_SELECTION_
§ §

Then we need to pass the input to position embedding layer. Why we need position embedding ? We human can understand the input sequence words on when the input comes at what position but machines cont to solve it we use Position Embedding to account word sequence.
For even ,odd position we added use sin & cos function to calculate dimension vector of size 512
Encoder consist of mainly 2 parts
- Self-attention
- FeedForward Layers
- Residual connections
Let me give a reason why we need the self-attention
Self-attention helps to represent "word" its itself by doing a weight neighbourhood and it will pass the data to feed forward network to get better features of it
self-attention consist of three main "query","key","value" vectors which comes form WQ,WK,WV weights matrix
we do the dot product of key & query to find the similarity between each and pass it to softmax for convex combination and divide by sqrt(dk) its a scaling factor to make the dot product not to blow up
Attention matrix we multiply it with value and transform into linear layer and residual connections and feed forward network
Reason behind Multi head attention was to find the different relationship between the words and vanilla transformer it contains 8 heads and vector size of each query , key, value is 64 dimension and calculation of attention for each head was parallelized It was described in the paper that residual connections are not actually helped in improving accuracy, but they helped in carrying position information
In vanilla Transformer the encoder contains 6 layers.

§ §

_CHALLENGE A_
According to the transformer encoder notes, how many heads does multi-head attention have in the vanilla Transformer?
_CHALLENGE B_
Continue the transformer encoder notes from their last sentence.
You won't need the rows for any of this.

(Rows from a point labeling set)
§ §

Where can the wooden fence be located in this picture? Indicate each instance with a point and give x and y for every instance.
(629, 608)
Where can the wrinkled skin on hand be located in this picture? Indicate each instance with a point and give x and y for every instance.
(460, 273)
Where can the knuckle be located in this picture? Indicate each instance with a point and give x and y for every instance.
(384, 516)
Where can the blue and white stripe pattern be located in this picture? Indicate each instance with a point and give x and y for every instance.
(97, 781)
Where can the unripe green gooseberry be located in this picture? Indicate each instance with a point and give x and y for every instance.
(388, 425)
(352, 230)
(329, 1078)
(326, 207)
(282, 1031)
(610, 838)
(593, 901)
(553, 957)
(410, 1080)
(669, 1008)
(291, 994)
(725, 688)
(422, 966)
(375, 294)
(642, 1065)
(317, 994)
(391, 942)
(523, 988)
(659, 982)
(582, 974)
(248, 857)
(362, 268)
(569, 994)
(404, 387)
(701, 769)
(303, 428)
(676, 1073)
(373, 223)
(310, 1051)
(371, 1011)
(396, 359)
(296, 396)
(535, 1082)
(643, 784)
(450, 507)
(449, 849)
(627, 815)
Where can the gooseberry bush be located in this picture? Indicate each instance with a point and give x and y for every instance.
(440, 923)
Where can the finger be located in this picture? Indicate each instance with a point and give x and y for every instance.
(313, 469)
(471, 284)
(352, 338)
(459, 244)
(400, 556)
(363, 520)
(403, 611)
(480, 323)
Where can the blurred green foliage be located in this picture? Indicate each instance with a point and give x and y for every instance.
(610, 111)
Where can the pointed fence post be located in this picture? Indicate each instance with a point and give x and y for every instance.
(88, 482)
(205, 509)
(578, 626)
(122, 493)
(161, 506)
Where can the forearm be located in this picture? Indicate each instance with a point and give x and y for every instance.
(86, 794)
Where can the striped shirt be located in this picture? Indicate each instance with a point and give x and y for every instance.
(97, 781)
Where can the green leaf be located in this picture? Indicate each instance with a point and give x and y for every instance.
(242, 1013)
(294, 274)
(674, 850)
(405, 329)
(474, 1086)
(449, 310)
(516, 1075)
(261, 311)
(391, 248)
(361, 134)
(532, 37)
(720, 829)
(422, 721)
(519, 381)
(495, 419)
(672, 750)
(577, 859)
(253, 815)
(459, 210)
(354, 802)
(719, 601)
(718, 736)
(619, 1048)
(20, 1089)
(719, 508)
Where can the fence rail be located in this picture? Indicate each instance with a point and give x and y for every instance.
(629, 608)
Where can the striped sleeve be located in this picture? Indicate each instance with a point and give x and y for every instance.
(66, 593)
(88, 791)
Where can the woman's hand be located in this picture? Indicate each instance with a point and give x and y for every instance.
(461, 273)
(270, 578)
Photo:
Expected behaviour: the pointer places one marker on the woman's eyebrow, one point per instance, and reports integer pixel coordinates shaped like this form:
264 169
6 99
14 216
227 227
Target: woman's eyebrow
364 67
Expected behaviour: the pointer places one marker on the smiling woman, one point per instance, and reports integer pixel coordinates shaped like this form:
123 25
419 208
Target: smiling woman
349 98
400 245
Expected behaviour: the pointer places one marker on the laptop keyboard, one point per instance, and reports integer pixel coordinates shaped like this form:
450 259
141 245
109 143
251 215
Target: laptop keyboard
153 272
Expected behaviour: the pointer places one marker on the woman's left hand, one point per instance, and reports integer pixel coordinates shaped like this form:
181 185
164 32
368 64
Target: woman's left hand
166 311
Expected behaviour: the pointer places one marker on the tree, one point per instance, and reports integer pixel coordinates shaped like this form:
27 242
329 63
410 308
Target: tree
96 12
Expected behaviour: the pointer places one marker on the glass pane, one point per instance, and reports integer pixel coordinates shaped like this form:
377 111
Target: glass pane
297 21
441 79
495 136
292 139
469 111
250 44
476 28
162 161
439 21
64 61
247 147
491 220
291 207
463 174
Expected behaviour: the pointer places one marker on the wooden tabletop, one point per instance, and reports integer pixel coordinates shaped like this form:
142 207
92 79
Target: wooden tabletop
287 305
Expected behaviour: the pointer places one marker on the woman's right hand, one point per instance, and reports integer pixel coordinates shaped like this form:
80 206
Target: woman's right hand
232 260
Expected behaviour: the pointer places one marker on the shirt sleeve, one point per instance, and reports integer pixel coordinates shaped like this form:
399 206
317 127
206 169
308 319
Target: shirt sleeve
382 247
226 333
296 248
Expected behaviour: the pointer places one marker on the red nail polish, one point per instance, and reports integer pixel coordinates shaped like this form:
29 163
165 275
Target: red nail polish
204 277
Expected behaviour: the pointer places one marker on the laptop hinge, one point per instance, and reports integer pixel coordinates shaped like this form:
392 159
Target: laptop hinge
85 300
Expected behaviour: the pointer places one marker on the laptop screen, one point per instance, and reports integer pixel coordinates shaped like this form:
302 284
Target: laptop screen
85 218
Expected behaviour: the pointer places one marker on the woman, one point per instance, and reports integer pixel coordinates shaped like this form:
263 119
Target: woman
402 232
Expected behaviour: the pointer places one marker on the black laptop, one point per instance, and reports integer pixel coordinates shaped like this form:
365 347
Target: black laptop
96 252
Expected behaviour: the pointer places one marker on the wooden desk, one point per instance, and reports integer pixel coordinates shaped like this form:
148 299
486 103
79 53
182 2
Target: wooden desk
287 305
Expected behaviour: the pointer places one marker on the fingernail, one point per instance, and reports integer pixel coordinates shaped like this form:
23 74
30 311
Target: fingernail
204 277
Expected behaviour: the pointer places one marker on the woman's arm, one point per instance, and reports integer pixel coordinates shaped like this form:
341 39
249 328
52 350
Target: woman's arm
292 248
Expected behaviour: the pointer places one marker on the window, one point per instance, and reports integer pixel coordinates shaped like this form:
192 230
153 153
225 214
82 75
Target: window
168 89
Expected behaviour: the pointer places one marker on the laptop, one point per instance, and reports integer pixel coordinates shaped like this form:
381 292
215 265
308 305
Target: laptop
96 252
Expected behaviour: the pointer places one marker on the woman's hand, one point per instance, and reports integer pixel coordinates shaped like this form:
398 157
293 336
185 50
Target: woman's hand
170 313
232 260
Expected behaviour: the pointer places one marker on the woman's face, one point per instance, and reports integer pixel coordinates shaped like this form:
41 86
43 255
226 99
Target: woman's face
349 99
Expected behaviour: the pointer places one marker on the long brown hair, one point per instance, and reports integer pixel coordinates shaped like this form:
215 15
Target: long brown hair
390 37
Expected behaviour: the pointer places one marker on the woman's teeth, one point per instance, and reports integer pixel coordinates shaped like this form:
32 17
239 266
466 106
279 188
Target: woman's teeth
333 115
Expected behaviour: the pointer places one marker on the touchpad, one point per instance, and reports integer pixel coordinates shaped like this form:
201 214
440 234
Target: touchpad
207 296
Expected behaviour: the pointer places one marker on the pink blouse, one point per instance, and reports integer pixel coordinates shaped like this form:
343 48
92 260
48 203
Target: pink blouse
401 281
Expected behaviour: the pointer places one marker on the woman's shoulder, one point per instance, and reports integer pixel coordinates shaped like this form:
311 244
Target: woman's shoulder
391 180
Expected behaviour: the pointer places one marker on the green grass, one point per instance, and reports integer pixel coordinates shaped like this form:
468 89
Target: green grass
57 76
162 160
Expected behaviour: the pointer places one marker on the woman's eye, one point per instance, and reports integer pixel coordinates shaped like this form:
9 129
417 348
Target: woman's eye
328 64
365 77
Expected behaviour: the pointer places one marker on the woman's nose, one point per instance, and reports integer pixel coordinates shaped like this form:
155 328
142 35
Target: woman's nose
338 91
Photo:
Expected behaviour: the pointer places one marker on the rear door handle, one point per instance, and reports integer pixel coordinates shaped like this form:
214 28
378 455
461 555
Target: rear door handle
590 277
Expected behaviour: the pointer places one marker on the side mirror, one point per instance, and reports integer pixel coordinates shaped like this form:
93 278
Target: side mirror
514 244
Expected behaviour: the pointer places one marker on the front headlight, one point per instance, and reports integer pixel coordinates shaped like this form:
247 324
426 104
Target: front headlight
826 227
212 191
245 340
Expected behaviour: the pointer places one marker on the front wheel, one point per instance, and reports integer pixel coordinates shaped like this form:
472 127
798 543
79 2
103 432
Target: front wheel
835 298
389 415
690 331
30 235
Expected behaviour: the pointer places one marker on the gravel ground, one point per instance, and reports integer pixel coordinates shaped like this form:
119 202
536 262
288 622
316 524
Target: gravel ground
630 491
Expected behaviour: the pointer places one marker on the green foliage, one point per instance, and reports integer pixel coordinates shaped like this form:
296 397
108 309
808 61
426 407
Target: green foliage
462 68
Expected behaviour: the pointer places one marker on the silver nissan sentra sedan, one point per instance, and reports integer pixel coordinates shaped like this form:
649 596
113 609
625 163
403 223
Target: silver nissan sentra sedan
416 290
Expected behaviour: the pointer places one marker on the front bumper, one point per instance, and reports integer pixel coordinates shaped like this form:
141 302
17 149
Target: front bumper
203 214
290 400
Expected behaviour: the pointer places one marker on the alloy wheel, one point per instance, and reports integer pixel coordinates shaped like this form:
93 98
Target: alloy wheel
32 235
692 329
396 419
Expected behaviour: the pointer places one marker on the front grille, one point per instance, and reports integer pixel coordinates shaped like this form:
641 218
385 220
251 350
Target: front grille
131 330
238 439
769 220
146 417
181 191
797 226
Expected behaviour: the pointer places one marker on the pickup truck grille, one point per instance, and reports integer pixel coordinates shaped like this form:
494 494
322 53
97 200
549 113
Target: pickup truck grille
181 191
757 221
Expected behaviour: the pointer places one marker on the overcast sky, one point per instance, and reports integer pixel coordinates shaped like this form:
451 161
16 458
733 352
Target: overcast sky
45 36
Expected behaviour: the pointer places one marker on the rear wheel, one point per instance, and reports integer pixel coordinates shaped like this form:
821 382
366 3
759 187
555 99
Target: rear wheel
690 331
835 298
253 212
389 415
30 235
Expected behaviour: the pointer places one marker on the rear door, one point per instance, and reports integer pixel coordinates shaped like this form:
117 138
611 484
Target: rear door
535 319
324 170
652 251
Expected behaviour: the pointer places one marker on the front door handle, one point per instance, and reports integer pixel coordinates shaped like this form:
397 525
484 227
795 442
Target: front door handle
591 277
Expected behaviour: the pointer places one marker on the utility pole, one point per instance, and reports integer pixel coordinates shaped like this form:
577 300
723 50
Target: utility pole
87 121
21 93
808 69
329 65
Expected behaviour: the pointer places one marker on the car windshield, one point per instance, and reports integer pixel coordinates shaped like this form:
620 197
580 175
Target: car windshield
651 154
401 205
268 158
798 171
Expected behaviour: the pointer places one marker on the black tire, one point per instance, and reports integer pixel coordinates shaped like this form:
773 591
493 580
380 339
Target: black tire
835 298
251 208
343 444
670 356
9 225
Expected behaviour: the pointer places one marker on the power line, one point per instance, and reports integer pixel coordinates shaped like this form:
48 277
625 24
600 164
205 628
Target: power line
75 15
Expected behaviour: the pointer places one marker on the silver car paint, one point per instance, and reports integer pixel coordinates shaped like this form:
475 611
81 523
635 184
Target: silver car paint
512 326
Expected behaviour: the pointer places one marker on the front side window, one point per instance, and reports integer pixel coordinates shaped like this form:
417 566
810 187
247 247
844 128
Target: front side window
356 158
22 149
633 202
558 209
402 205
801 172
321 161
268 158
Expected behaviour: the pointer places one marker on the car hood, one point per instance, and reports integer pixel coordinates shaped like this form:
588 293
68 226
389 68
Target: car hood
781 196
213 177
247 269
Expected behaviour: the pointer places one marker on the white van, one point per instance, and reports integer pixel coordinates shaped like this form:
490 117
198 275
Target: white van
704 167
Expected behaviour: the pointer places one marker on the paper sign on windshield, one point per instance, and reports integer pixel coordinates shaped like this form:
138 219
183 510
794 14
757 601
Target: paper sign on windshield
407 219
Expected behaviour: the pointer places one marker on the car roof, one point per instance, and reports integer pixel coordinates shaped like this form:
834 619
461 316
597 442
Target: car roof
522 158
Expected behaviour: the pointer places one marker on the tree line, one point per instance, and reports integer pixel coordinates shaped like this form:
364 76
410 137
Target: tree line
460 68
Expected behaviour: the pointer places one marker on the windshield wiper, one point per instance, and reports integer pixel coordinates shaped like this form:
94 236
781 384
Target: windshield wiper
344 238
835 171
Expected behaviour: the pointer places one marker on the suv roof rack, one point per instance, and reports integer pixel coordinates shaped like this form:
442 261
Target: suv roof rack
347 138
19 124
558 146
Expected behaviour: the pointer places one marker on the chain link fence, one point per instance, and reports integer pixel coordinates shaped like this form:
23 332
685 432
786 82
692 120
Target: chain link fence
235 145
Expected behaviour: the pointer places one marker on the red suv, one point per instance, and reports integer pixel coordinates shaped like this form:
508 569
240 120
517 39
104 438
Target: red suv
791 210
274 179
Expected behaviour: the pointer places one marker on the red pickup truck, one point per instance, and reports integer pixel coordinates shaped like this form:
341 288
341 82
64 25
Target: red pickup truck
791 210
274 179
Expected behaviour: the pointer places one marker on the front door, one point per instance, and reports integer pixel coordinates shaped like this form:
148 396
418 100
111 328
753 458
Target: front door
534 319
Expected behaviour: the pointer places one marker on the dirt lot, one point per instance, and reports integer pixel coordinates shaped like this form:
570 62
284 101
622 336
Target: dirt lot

§ §

_FINAL RESULT A_
Eight heads.

_FINAL RESULT B_
From the 6th layer of the encoder we have gone use the key matrix & value matrix, and it will be passed to decoder layer
Let's go Decoder, and it's similar to Encoder layer only different was it contain masked self attention which is similar like to attention but if the value are masked those values for softmax is zero
In order to mask the target you can do it by below code
def mask_target(self,target):
batch_size , seq_lenght = target.size(0),target.size(1)
masked_target = torch.tril(torch.ones(seq_lenght,seq_lenght)).expand(1,seq_lenght,seq_lenght)
# return masked_target.to(DEVICE,dtype=torch.long)
return masked_target.to(DEVICE,dtype=torch.int64)
def pad_mask(self,x,idx=1) :
# This masking helps not to consider the indexes for training the padded values
mask=(x!=1).unsqueeze(-2)
return mask.to(DEVICE)
One data is passed to masked self-attention only key value & query from masked self attention is passed to Multi head attention which is normal attention.
Decoder block contain 6 decoder layers as well .
At the end of the decoder block we pass the output from last decoder to a linear to get logits and pass them to softmax to get output probabilities.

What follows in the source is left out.